> **DATA SUPPLIED**:
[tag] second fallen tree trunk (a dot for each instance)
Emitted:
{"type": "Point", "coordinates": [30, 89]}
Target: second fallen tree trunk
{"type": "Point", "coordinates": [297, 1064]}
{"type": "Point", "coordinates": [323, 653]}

...

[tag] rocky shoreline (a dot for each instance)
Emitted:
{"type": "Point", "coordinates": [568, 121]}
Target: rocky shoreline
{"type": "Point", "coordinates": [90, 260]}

--

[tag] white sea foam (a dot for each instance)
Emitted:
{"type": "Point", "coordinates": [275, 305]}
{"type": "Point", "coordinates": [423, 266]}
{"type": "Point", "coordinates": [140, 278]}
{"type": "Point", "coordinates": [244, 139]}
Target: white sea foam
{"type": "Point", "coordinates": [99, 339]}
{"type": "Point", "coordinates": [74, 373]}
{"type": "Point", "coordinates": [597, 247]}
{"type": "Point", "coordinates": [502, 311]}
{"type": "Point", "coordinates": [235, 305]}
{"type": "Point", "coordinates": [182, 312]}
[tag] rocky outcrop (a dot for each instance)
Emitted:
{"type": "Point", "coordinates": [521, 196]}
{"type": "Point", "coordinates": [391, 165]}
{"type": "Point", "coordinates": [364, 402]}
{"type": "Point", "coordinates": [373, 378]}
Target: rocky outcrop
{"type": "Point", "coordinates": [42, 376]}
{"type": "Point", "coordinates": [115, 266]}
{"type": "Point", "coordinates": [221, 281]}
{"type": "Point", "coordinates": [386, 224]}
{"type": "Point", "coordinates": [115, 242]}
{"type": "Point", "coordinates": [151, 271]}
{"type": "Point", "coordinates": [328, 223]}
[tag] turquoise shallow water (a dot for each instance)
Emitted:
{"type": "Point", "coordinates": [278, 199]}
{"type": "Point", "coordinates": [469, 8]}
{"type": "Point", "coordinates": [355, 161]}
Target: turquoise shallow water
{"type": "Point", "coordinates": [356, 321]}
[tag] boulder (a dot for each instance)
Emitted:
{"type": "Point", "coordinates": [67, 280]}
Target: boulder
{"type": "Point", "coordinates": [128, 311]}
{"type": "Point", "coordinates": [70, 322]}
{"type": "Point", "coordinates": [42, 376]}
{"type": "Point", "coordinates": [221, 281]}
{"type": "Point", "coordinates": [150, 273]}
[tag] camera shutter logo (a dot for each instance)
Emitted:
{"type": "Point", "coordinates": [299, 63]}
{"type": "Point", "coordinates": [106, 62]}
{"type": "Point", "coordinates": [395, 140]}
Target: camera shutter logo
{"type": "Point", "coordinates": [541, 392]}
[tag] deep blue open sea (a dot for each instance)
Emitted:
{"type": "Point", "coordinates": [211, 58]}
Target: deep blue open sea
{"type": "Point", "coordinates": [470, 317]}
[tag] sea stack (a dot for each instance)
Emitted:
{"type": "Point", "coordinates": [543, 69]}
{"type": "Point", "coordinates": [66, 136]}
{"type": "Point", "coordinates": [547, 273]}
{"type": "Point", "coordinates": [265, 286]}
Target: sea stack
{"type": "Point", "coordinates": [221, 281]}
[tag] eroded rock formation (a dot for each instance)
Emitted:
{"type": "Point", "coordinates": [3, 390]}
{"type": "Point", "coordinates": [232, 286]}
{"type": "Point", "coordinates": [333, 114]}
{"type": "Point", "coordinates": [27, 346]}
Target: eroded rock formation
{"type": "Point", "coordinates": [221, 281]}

> **WHAT YOU SHOULD DO**:
Report all lines in the records that include the string "each".

> **WRITTEN ANSWER**:
[tag] second fallen tree trunk (a dot for each instance)
[tag] rocky shoreline (a dot for each instance)
[tag] white sea foam (a dot for each instance)
[tag] rocky outcrop (a dot for each instance)
[tag] turquoise shallow water (a dot for each instance)
[tag] boulder (a dot for each instance)
[tag] camera shutter logo (a dot for each instance)
[tag] deep blue open sea (a dot for each instance)
[tag] sea stack (a dot for each instance)
[tag] eroded rock formation (a dot for each instance)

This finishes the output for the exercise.